* Excerpts from location labeling data
## START
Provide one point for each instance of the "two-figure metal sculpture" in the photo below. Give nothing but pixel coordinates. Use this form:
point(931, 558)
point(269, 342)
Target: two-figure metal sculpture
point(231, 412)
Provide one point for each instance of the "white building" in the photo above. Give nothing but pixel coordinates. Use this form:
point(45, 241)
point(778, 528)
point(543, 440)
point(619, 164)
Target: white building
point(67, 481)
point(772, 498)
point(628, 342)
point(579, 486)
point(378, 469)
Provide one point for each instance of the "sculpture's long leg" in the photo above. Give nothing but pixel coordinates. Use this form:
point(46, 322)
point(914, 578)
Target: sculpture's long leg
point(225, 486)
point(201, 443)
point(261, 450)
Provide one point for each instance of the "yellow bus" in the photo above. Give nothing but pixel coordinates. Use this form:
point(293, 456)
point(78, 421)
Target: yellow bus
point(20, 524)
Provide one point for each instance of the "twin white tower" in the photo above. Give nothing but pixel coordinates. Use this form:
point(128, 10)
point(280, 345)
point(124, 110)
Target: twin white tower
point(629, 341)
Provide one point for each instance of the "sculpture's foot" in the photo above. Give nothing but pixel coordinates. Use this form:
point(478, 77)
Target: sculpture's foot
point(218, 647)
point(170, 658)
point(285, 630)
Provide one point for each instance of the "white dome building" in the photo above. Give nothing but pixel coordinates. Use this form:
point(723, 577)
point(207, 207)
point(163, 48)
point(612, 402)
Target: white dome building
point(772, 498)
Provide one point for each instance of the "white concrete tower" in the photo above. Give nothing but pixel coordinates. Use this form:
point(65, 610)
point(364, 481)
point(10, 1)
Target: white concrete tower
## END
Reproduce every one of the lines above word for word, changing nothing.

Provide one point for each instance of the "two-figure metal sculpture" in the photo below. Give nothing but pixel coordinates. Use this form:
point(931, 558)
point(269, 342)
Target: two-figure metal sculpture
point(231, 412)
Provide one point for each instance of the "white building" in the photo above. Give nothing but pixel coordinates. Use this form:
point(45, 241)
point(778, 528)
point(543, 440)
point(619, 164)
Target: white building
point(67, 481)
point(772, 498)
point(628, 342)
point(579, 486)
point(378, 469)
Provide one point for each instance of the "sculpture's long leg" in the photo above. Give nothing but pixel coordinates. Use this form:
point(46, 322)
point(914, 578)
Target: sculpture's long leg
point(225, 486)
point(201, 443)
point(261, 450)
Provide one point for each instance of the "yellow bus" in the photo above. Give nothing but pixel coordinates. Use this form:
point(293, 456)
point(78, 421)
Target: yellow bus
point(20, 524)
Provide one point for each instance of the "twin white tower" in the photo above. Give nothing but pixel coordinates. Use this form:
point(128, 10)
point(280, 345)
point(124, 110)
Target: twin white tower
point(629, 341)
Provide one point for each instance of the "sculpture's foot" in the photo above. Give nothing but pixel coordinates. Use this form:
point(478, 77)
Target: sculpture's foot
point(218, 647)
point(170, 658)
point(285, 630)
Provide one point for each instance of the "white dome building" in the photo above. Give nothing but pixel coordinates. Use this form:
point(723, 577)
point(207, 207)
point(163, 48)
point(612, 402)
Target: white dome building
point(772, 498)
Provide one point for each instance of the "white concrete tower" in the photo above. Give nothing but pixel coordinates. Use this form:
point(65, 610)
point(364, 481)
point(10, 1)
Target: white concrete tower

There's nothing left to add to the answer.